----- EXCERPT -----
BRITAIN’s Rail Accident Investigation Branch (RAIB) says its preliminary examination of a crash between two trains in Salisbury on October 31 has found low adhesion between the train’s wheels and the rails was “almost certainly” the cause.

At around 18:45, South Western Railway (SWR) passenger service 1L53 from London Waterloo to Honiton collided with the side of Great Western Railway (GWR) passenger service 1F30 from Portsmouth Harbour to Bristol Temple Meads. The collision occurred at Salisbury Tunnel Junction, on the immediate approach to Fisherton tunnel.

The junction allows the up and down dean lines to Eastleigh to merge with the up and down main lines to Basingstoke. At the time of the accident, train 1F30 was using the junction to join the down main line from the down dean line, while train 1L53 was approaching the junction on the down main line from the direction of Basingstoke.

The impact of the collision caused the front two coaches of train 1L53 and the rear two coaches of train 1F30 to derail. Both trains continued some distance into Fisherton tunnel following the collision before they came to a stop. 13 passengers and a member of railway staff required treatment in hospital as a result of the accident, which also caused significant damage to the trains and railway infrastructure involved.

RAIB says its preliminary examination found that the movement of train 1F30 across the junction was being protected by a signal on the down main line which was at danger, with this signal passed by train 1L53 by around 220m immediately prior to the collision.
----- ENTRIES SUPPLIED -----
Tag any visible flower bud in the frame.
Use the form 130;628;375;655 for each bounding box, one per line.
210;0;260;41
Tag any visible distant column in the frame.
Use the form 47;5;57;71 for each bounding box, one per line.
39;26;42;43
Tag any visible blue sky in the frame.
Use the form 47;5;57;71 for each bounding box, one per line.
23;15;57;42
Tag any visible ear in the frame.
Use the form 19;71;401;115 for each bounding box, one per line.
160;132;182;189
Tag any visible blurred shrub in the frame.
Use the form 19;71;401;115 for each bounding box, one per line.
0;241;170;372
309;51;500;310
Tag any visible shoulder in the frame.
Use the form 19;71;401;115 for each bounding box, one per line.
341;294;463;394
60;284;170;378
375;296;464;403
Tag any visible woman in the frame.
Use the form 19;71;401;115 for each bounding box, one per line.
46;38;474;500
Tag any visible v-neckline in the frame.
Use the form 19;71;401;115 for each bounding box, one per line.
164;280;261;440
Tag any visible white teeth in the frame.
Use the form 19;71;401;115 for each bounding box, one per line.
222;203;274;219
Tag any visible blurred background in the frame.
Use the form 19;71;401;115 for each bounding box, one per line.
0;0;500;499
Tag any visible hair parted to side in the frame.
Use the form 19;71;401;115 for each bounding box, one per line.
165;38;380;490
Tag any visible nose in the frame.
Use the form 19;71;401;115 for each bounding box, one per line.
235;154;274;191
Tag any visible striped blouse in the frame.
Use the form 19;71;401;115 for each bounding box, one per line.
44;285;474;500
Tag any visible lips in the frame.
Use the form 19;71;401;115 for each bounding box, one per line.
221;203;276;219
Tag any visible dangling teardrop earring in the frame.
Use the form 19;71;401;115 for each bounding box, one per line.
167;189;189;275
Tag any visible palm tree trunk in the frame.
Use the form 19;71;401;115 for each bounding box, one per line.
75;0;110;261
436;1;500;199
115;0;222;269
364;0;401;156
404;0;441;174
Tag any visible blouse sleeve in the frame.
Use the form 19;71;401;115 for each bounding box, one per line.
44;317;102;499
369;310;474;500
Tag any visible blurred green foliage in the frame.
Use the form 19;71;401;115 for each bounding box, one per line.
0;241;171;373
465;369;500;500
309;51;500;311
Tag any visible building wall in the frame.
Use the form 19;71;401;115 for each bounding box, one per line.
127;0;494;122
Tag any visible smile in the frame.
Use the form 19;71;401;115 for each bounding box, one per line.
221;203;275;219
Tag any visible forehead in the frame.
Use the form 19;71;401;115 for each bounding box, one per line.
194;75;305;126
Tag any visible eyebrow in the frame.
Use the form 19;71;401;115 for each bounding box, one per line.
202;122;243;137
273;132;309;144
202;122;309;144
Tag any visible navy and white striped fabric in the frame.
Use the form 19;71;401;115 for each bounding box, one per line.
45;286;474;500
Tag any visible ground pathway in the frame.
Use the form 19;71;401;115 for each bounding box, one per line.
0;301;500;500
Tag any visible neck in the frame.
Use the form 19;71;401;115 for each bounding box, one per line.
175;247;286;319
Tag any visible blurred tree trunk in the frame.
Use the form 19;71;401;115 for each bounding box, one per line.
-----
■ EXERCISE 1 ■
Please repeat the Salisbury crash report word for word between "RAIB says its" and "to the collision.", inclusive.
■ EXERCISE 2 ■
Answer from the Salisbury crash report:
(a) At around what time did the collision occur?
(b) How many passengers required hospital treatment?
(c) By around how far did train 1L53 pass the signal at danger?
Rely on the Salisbury crash report alone.

■ TASK ANSWER 1 ■
RAIB says its preliminary examination found that the movement of train 1F30 across the junction was being protected by a signal on the down main line which was at danger, with this signal passed by train 1L53 by around 220m immediately prior to the collision.

■ TASK ANSWER 2 ■
(a) Around 18:45.
(b) 13 passengers.
(c) Around 220m.